During the first collaborative conversation I brought in spiritual cards with pictures that represented aspects of spirituality and people's spiritual roles. Some of these cards were identified as poet, healer, reaper, earthmother, spiritual guide, and changer. Participants were asked to pick cards that represented themselves and their spiritualities and spiritual practices and to talk about them. If they did not see cards that represented them they were given the option of drawing a card on blank index cards. The co-researchers chose cards that included drummer, dancer, queen, dreamer, builder, teacher, wanderer, and helper. The wanderer card is referred to later in the paper.
Participant Observation
Over two months I shadowed each participant weekly from one to five hours in and out of home/community contexts in order to familiarize myself with their multiple literacies and spiritual practices (Bogdan & Biklen, 1998; Connelly & Clandinin, 1988). I took notes on what texts they engaged and created, whom they interacted with, and how they attended to issues of (in)equity. These observations took place at family gatherings, in homes, at their coaching job, in the park, at the store, at McDonalds, and at church. I used what I learned to dialogue with Mr. Williams to create curriculum, and be critically reflexive about his teaching practices.

→ **Task directions**:
List every card that the co-researchers chose according to the research methods text above.

→ **Stored records**:

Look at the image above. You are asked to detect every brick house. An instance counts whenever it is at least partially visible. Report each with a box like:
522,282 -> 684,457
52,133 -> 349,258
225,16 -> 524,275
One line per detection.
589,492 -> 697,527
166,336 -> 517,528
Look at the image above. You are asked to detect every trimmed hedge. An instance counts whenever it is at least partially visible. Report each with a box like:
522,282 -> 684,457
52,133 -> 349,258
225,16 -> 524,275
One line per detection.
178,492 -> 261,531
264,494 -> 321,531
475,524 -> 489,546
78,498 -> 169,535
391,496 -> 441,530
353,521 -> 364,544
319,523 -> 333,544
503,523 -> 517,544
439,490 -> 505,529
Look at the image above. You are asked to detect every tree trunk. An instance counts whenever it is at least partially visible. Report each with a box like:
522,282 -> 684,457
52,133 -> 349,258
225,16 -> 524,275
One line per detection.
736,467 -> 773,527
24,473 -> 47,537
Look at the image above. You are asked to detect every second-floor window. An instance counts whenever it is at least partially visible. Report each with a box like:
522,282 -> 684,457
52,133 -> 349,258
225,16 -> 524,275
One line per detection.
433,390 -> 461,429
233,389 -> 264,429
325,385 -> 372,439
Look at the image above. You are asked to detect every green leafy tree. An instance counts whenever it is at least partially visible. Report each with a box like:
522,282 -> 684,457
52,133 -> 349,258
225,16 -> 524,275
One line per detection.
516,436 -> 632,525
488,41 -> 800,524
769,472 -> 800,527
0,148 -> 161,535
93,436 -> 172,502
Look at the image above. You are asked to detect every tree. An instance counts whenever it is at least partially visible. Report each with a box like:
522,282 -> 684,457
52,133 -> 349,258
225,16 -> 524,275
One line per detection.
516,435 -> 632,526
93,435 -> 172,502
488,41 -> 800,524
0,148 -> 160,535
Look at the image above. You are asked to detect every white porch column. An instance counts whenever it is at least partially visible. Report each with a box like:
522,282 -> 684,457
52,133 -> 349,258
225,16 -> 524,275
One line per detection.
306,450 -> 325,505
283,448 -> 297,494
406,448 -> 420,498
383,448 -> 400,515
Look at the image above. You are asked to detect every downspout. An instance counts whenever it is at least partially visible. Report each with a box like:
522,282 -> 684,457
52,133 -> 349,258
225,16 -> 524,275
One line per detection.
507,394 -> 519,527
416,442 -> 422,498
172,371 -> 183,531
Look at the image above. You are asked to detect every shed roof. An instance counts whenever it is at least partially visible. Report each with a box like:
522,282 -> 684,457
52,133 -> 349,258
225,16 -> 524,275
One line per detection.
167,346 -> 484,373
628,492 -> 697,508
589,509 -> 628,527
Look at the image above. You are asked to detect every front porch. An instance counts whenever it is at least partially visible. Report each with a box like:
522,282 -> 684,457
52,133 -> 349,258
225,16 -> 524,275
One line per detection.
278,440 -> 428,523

→ **Solution below**:
drummer, dancer, queen, dreamer, builder, teacher, wanderer, helper